Source material:

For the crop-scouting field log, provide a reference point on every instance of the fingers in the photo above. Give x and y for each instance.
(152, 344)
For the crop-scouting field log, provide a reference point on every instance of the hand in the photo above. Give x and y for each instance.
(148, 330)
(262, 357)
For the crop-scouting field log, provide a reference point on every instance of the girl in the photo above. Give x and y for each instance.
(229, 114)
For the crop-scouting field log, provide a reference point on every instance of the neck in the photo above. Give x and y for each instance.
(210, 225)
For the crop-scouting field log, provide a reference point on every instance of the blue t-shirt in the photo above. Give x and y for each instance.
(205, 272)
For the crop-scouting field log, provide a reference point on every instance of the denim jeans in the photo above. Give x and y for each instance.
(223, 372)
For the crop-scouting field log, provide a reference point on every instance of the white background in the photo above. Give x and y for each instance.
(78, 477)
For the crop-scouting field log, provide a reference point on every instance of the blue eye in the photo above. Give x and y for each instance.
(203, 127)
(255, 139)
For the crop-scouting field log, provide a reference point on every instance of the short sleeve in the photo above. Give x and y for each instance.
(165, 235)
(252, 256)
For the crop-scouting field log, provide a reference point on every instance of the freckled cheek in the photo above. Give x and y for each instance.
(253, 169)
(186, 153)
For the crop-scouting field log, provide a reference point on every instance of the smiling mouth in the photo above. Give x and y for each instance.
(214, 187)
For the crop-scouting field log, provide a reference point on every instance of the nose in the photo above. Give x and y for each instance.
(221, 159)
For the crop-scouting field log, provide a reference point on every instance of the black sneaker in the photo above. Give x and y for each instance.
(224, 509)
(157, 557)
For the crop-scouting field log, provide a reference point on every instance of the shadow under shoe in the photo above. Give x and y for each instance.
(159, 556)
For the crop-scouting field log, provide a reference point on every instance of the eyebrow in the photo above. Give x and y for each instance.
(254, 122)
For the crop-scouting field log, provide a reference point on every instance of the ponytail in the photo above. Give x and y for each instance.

What to produce: Could you quote the listing above verbatim, every line of it?

Response to the exercise:
For the crop-scouting field log, provide a reference point on every instance of the fingers in the photo above. Give x and y for each instance.
(152, 344)
For the crop-scouting field log, provide a reference point on every instance of the hand in the photo above. Give x and y for each instance.
(148, 330)
(262, 357)
For the crop-scouting field log, provide a reference point on every instance of the girl in the photo above. Give x and y for each instance.
(229, 114)
For the crop-scouting field log, provide a reference point on every instance of the neck in the photo above. Give x and y for each instance.
(210, 225)
For the crop-scouting field log, provide a reference point on every instance of the blue t-shirt in the photo above. Give x and y for each instance.
(205, 272)
For the crop-scouting field log, provide a reference point on every instance of the denim jeans in the photo above. Give x and y for each instance.
(223, 372)
For the crop-scouting field log, provide a reference point on every instance of the white background in the photo above. Give x and y for each instance.
(78, 477)
For the crop-scouting field log, provide a reference point on every instance of the blue eye in the photo above. Give x and y for each instance.
(203, 127)
(255, 139)
For the crop-scouting field log, provide a reference point on every instance of the short sleeve in the photo above. Give x and y for each instance.
(165, 235)
(252, 256)
For the crop-scouting field log, provide a reference point on every instance of the freckled cheek in the photo above. Give x and y for each instance.
(253, 169)
(186, 153)
For the crop-scouting field log, provide a reference point on every instance of the smiling mouth in the photo above. Give x and y for each instance.
(214, 187)
For the crop-scouting field log, provide a reference point on every instance of the nose in the photo above. Give x and y for each instance.
(221, 159)
For the crop-scouting field log, provide a reference point on every instance of the black sneaker in the photo above. Give x and y for each instance.
(224, 509)
(157, 557)
For the crop-scouting field log, provide a reference point on every instance of the shadow under shoe in the photo above. Give x and y for each instance.
(159, 556)
For the crop-scouting field log, provide a reference point on every instance of the eyebrow in the photo above. Give x and y for each instance.
(254, 122)
For the crop-scouting field log, provide a reference point on every instance of the ponytail in the photo above. Give x and y for each instance.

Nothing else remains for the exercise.